**Texte proposé:**
************

Je voudrais revenir sur la réforme des rythmes scolaires, au terme d'une semaine marquée par les grèves et les manifestations contre sa mise en place et alors que plusieurs sondages révèlent que plus de la moitié des Français la rejettent.
Dans le département de l'Eure, nous étions près de 600 élus devant la préfecture pour exprimer nos inquiétudes quant à cette réforme, alors que nous n'avions envoyé qu'un simple mail pour informer les élus de cette initiative. C'est dire à quel point la mobilisation a été forte ! Ce rassemblement faisait écho à la motion adoptée, sur ma proposition, à l'unanimité moins neuf abstentions, par les maires de l'Eure, réunis en assemblée générale le 5 octobre dernier.
Malgré ce rejet des élus, des enseignants et des parents d'élèves, qui porte essentiellement sur les conditions de mise en uvre de cette réforme imposée sans aucune concertation, vous semblez, monsieur le ministre, ne pas vouloir entendre la réalité du terrain. Je vais donc tenter de vous la rappeler à nouveau ce matin.
Dans cette affaire, monsieur le ministre, vous vous êtes comporté en parfait jacobin, puisque, sans aucune concertation préalable avec les acteurs concernés - communes, enseignants, parents d'élèves -, vous avez appliqué un principe bien connu qui ne devrait pourtant plus avoir cours : « je décide, vous payez ».
Ce principe, s'il est ancien, est devenu insupportable dès lors que, dans le même temps, les communes voient, pour la première fois de leur histoire, diminuer leur dotation.
Comment financer, avec des ressources moindres, la mise en place des nouveaux rythmes scolaires, qui coûtera de l'ordre de 200 euros par enfant, ce qui est énorme pour une commune ?
Certes, sous la pression des mécontentements, vous avez accepté de prolonger en 2014 l'aide de 50 euros par enfant prévue pour 2013, alors même que vous aviez refusé cette prolongation lorsque je vous l'avais demandée ici même en juin dernier, lors de l'examen du projet de loi d'orientation et de programmation pour la refondation de l'école de la République.
Pour autant, le compte n'y est pas ! Au-delà de la question financière, des questions matérielles se posent pour les communes, notamment pour les plus petites d'entre elles. Comment organiser les activités périscolaires quand on ne dispose que des salles de classe ? Comment recruter des personnels compétents pour animer des activités périscolaires seulement trois quarts d'heure par jour, surtout si l'on veut mettre en place autre chose que de la garderie, pour ne pas dire du gardiennage ? Comment, par ailleurs, ne pas évoquer la problématique des maternelles, alors que les conséquences de cette réforme se font particulièrement sentir chez les tout-petits ? Tout cela montre à quel point cette réforme n'a pas été réfléchie.
Par ailleurs - nous le vivons très clairement dans le département de l'Eure -, les services déconcentrés de votre ministère, sans doute par excès de zèle, font peser sur les communes, en matière de calendrier, une pression d'autant plus intolérable qu'elle est en totale contradiction avec les engagements que vous aviez pris devant la Haute Assemblée, le 3 octobre dernier. Vous aviez alors indiqué avoir « donné instruction aux DASEN de ne pas fixer de délai limite pour les communes qui doivent remettre leurs projets de territoire ».

************

**Liste fournie:**
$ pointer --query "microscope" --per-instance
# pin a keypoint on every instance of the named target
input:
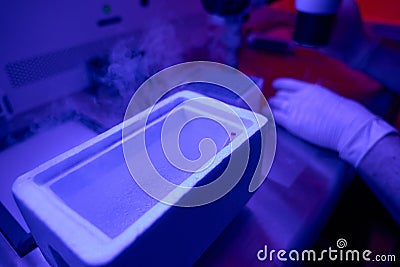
(315, 20)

************

**Consigne donnée A:** D'après le discours sur la réforme des rythmes scolaires, combien d'élus se sont rassemblés devant la préfecture de l'Eure ?
**Consigne donnée B:** Indiquez si chacune des affirmations suivantes s'accorde avec le discours sur la réforme des rythmes scolaires, en citant les mots décisifs : (i) la motion des maires de l'Eure a été adoptée à l'unanimité ; (ii) l'aide de 50 euros par enfant a été prolongée en 2014 ; (iii) le ministre avait demandé aux DASEN de fixer un délai limite aux communes.
**Consigne donnée C:** Poursuivez le discours sur la réforme des rythmes scolaires après sa dernière phrase.

**Réponse attendue A:** Près de 600 élus.

**Réponse attendue B:**
(i) Non : « à l'unanimité moins neuf abstentions ».
(ii) Oui : « vous avez accepté de prolonger en 2014 l'aide de 50 euros par enfant prévue pour 2013 ».
(iii) Non : « donné instruction aux DASEN de ne pas fixer de délai limite pour les communes qui doivent remettre leurs projets de territoire ».

**Réponse attendue C:**
Au point où nous en sommes, monsieur le ministre, je crois qu'il faut retirer cette réforme. Laissez à votre successeur, puisque vous souhaitez vous retirer au Parlement européen, le soin de remettre à plat ce chantier. Il le fera, je l'espère et j'en suis même certain, en montrant un plus grand souci de la concertation que vous.
Mme la présidente. La parole est à M. le ministre.
M. Vincent Peillon, ministre de l'éducation nationale. Monsieur le sénateur, je vous remercie tout d'abord d'avoir rappelé que vous soutenez cette réforme, parce qu'elle est dans l'intérêt des élèves.
Comme tous ceux, je le crois, qui ont participé aux diverses concertations ayant été organisées depuis trois ans, par mon prédécesseur puis par moi, vous avez compris que, pour apprendre aux enfants à lire, à écrire et à compter, il vaut mieux disposer de cinq demi-journées le matin : leur vigilance est alors maximale.
Il faut rompre avec une mauvaise exception française : nous sommes le seul pays avancé au monde qui ne propose que quatre matinées de classe à ses enfants ; cette situation est d'ailleurs assez récente, puisqu'elle date de 2008.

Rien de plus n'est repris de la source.